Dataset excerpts
--

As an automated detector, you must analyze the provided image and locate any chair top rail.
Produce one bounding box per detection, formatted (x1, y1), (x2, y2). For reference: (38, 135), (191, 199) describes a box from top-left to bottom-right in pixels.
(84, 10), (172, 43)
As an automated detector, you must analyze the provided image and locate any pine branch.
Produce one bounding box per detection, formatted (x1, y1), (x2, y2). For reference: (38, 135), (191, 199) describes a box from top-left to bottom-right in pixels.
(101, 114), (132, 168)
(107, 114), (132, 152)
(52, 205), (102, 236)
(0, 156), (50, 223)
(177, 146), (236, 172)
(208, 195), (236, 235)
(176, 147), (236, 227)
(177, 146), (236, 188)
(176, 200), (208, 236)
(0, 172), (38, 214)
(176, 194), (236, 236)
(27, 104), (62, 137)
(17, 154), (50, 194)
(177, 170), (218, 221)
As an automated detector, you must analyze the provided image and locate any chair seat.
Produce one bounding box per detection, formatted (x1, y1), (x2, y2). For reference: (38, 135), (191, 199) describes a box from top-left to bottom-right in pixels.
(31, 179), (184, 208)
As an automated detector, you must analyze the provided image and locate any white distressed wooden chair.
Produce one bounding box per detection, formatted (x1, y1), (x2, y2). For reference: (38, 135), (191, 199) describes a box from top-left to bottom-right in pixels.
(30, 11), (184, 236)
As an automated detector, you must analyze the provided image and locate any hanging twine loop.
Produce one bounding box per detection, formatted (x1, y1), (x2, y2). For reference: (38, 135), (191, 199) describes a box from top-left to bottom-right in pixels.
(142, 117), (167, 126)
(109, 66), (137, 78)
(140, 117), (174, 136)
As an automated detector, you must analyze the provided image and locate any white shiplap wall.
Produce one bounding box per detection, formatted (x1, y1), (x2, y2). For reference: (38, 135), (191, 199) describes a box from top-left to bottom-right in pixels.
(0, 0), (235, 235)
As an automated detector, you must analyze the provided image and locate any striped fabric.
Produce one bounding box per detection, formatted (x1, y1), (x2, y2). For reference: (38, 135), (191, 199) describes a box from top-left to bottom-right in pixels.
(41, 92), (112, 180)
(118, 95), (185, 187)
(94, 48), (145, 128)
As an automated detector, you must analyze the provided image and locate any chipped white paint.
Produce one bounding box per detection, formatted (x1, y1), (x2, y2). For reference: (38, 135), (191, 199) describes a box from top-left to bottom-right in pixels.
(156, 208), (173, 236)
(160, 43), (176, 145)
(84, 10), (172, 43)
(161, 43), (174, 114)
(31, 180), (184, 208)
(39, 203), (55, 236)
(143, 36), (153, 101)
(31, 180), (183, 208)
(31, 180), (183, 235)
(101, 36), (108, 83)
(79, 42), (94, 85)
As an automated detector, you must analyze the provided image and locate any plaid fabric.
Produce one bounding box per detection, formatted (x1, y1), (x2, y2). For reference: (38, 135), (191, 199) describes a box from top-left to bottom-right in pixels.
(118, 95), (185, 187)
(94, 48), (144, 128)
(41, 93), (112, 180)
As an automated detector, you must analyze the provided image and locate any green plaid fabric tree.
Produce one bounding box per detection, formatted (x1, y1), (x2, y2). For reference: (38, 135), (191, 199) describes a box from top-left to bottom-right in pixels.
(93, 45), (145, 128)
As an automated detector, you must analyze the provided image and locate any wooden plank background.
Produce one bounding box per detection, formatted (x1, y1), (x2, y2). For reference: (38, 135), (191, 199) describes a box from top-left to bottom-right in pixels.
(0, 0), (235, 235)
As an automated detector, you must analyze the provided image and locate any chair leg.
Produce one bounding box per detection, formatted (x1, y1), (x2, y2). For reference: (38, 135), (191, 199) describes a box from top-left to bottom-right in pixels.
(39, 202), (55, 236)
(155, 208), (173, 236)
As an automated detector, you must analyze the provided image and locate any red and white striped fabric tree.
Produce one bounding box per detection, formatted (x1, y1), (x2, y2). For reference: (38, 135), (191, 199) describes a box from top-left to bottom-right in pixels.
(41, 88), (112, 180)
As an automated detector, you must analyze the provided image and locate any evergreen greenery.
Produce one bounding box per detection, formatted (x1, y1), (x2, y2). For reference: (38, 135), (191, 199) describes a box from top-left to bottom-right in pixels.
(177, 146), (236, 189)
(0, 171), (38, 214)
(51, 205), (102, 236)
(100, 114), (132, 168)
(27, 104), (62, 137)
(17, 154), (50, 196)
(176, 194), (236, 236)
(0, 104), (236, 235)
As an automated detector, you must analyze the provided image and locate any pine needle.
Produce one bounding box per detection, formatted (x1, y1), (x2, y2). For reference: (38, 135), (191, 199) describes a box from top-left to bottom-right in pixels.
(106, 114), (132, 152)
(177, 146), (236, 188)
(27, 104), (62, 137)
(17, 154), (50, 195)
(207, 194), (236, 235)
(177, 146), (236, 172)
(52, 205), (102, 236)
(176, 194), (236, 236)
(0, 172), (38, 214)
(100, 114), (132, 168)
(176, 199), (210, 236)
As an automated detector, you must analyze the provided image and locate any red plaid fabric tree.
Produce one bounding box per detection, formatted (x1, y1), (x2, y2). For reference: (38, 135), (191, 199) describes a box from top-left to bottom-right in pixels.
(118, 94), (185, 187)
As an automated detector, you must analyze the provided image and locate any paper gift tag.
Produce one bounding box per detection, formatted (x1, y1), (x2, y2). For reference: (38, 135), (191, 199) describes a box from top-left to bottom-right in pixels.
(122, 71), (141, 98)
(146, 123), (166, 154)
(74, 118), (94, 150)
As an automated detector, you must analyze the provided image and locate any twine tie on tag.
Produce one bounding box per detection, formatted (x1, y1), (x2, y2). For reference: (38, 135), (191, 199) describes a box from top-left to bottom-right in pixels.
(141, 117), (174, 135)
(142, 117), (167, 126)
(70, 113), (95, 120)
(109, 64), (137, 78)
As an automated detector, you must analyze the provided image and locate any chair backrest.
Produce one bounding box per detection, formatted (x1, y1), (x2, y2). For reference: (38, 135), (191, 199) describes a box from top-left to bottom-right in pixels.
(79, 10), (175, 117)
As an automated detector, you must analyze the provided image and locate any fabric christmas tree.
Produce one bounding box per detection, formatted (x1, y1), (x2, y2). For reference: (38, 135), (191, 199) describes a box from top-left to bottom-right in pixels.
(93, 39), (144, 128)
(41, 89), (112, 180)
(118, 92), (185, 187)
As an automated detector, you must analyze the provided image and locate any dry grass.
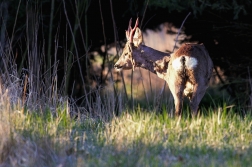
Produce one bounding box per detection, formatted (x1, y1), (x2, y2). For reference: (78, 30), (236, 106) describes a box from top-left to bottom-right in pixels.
(1, 87), (251, 167)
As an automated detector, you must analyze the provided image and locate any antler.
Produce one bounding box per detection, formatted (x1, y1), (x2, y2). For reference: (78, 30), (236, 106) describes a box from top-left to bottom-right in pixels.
(126, 18), (139, 43)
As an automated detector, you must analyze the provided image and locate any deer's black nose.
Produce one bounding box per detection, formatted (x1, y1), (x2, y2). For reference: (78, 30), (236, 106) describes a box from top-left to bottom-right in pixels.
(114, 64), (120, 69)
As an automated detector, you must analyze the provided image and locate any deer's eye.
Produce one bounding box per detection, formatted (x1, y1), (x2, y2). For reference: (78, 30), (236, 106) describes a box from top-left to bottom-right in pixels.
(124, 53), (128, 56)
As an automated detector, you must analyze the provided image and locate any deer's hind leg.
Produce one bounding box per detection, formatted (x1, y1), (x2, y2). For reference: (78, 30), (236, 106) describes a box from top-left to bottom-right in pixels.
(168, 79), (185, 116)
(189, 83), (208, 116)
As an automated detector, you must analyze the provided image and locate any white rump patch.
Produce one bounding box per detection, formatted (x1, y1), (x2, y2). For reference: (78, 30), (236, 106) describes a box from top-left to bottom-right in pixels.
(172, 57), (183, 71)
(172, 56), (198, 71)
(185, 56), (198, 70)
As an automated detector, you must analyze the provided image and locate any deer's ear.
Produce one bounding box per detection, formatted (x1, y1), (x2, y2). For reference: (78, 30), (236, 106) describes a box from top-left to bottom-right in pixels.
(133, 27), (143, 47)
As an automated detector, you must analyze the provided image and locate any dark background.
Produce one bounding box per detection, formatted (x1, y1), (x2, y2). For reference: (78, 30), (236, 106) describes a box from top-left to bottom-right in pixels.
(1, 0), (252, 108)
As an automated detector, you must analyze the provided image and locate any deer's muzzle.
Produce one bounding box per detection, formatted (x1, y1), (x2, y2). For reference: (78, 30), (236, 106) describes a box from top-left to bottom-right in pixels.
(114, 64), (123, 71)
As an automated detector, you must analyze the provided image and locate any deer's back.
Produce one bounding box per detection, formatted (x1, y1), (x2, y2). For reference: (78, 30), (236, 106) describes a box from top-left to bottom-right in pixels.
(168, 43), (213, 85)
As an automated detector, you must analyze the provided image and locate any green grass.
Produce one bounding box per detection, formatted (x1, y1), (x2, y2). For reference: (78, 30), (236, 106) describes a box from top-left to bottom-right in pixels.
(1, 101), (251, 167)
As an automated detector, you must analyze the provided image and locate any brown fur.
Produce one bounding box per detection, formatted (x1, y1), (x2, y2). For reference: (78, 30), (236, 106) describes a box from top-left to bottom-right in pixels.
(114, 19), (213, 116)
(174, 43), (194, 56)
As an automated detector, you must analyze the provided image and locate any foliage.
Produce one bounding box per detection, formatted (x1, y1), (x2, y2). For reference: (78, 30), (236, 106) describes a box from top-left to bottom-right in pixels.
(148, 0), (251, 19)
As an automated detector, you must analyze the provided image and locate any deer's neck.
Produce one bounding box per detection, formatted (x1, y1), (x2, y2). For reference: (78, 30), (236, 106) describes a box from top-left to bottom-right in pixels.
(134, 45), (170, 75)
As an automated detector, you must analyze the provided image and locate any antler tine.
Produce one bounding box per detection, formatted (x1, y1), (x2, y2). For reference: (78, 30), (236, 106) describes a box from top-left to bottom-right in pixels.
(126, 18), (132, 40)
(132, 17), (139, 31)
(126, 17), (139, 43)
(128, 18), (132, 32)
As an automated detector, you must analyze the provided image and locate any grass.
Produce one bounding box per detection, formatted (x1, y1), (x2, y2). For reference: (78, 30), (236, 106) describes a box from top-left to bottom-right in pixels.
(1, 1), (251, 166)
(0, 92), (251, 167)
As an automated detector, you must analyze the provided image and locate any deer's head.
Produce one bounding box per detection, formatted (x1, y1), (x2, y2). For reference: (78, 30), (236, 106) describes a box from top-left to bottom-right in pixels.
(114, 18), (143, 71)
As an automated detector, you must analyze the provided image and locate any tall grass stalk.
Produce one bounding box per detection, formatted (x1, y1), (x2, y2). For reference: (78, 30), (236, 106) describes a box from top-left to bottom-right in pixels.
(109, 0), (128, 112)
(62, 0), (91, 110)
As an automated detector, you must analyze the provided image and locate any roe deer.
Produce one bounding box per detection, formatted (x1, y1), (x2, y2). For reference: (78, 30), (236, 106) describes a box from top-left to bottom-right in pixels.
(114, 18), (213, 116)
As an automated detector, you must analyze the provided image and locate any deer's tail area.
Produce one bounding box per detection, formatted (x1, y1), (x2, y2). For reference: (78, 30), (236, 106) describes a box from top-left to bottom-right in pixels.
(172, 55), (198, 73)
(179, 56), (187, 79)
(180, 56), (186, 70)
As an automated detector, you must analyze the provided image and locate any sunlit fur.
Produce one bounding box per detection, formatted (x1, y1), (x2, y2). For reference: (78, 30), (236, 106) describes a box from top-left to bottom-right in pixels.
(114, 19), (213, 116)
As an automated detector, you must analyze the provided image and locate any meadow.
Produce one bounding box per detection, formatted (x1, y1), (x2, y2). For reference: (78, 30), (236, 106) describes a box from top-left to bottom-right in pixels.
(0, 85), (251, 166)
(0, 2), (251, 166)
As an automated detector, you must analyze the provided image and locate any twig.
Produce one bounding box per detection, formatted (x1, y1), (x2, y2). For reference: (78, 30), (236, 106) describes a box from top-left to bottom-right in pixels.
(139, 0), (149, 29)
(247, 67), (252, 108)
(99, 0), (108, 85)
(142, 14), (156, 30)
(109, 0), (128, 100)
(62, 0), (91, 110)
(157, 12), (191, 112)
(9, 0), (21, 55)
(109, 0), (126, 114)
(75, 0), (90, 84)
(172, 12), (191, 52)
(47, 0), (55, 70)
(138, 0), (152, 107)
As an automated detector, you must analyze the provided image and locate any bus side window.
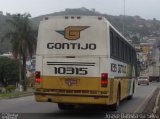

--

Requirement – Identify the lines in the entries above that contain "fabric", then copy them out.

Written solution –
As an automated detector, you must analyze the provided image and locate any striped fabric.
As an automated detector, you must analyze the provided image and locate any plaid fabric.
As an automated detector, you must analyze the provided image and locate any green plaid fabric tree.
As an automated detector, you must analyze the provided image and locate any red and white striped fabric tree.
As an automated detector, you must analyze the provided image and locate any red plaid fabric tree.
As an automated detector, you must analyze the provided image and locate any fabric christmas tree.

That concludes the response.